Rieccoci! Voglio subito, senza tante premesse, presentarvi al meglio il mio carattere tipografico.

«…Giunto a questo punto, dopo aver raccolto e schedato più di 400 foto raccolte in giro per Milano, non ho potuto fare a meno di muovere un primo passo nel mondo della tipografia disegnando un nuovo carattere che si confrontasse con l’ampio materiale visivo a mia disposizione. La molla che ha fatto scattare il desiderio di cimentarmi nel disegno di un nuovo font è l’ammirazione e la curiosità per il procedimento progettuale che c’è dietro a uno dei caratteri tipografici più celebri di questi ultimi anni, il Gotham: dare vita ad un nuovo alfabeto partendo da quello che i muri di una città comunicano, trattengono e tramandano, è indubbiamente una modalità progettuale affascinante.
La domanda che successivamente mi sono posto è se potesse esistere un Gotham milanese, un alfabetò cioè, che con un linguaggio moderno e attuale potesse comunicare quella che è l’anima della città meneghina, senza la pretesa di diventare il carattere istituzionale-commerciale-politico della città (lascio volentieri questo ruolo al Milano City).

******************************

CONSEGNA A:
Conti le righe dei record che contengono la parola "balcony", distinguendo tra maiuscole e minuscole, e indichi soltanto il numero.
Il testo e i record provengono da fonti diverse.

Voci di puntamento su oggetti nominati
******************************

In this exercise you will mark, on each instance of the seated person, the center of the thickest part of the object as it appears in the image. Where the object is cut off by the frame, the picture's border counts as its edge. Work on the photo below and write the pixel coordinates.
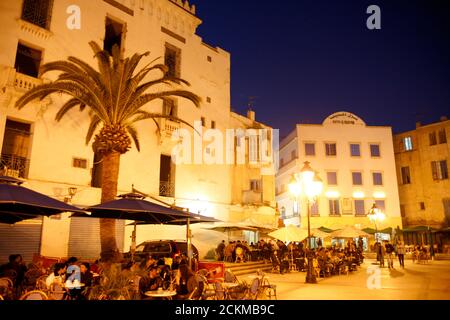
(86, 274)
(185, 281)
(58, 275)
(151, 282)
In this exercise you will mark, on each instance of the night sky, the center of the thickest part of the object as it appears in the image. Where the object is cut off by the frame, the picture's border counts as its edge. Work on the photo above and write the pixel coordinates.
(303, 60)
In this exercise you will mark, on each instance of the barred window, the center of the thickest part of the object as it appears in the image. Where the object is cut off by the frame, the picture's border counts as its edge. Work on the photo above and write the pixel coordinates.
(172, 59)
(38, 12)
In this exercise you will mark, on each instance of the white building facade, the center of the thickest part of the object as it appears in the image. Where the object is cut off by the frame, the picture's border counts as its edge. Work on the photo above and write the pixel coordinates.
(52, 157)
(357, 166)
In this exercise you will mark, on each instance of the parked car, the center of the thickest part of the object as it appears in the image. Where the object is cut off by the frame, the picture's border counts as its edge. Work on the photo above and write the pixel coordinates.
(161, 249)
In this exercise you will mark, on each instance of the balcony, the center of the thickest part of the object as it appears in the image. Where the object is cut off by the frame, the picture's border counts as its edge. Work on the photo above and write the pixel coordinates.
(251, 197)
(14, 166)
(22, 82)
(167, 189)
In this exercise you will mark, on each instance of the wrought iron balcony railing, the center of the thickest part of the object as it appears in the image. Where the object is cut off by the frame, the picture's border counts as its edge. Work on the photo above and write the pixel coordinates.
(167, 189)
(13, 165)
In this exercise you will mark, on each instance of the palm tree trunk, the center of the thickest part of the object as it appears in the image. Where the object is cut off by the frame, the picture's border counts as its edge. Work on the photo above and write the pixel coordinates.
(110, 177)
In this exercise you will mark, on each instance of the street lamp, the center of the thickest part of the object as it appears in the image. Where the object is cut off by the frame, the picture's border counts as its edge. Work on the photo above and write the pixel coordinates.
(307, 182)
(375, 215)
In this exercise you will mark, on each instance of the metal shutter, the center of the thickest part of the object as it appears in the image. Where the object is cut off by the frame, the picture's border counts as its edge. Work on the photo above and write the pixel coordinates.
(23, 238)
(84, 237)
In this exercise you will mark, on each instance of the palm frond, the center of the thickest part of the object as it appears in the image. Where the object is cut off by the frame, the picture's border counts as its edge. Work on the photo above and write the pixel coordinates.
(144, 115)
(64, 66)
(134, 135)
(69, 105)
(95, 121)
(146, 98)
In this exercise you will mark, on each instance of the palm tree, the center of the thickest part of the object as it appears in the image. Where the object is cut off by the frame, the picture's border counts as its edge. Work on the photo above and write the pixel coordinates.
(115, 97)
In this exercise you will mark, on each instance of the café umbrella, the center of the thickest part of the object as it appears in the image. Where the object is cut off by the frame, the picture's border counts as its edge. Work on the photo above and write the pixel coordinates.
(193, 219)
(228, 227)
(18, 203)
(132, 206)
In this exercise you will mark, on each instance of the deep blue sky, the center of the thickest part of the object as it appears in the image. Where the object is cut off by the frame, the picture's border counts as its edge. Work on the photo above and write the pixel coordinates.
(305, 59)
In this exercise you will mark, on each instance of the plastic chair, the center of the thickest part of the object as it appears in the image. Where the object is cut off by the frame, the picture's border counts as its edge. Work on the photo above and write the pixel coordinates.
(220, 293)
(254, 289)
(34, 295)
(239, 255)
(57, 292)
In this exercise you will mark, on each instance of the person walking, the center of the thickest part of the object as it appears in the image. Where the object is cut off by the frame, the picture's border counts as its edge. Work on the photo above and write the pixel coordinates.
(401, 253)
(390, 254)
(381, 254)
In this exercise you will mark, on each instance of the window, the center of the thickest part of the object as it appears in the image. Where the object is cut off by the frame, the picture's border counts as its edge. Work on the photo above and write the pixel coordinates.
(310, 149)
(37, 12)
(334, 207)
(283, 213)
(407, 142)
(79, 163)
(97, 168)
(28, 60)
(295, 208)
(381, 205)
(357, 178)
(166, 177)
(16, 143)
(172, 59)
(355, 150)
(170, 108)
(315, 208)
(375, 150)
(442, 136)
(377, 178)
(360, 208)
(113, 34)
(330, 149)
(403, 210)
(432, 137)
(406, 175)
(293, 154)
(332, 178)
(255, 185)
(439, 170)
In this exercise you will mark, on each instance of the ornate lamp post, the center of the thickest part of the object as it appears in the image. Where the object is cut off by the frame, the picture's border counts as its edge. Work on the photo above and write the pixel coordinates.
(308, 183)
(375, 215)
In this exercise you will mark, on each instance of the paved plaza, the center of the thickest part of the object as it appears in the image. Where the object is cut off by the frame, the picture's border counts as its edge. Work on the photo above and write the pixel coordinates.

******************************

CONSEGNA B:
Secondo l'estratto sul nuovo carattere tipografico, quante foto sono state raccolte e schedate in giro per Milano?

RISULTATO A:
2

RISULTATO B:
Più di 400.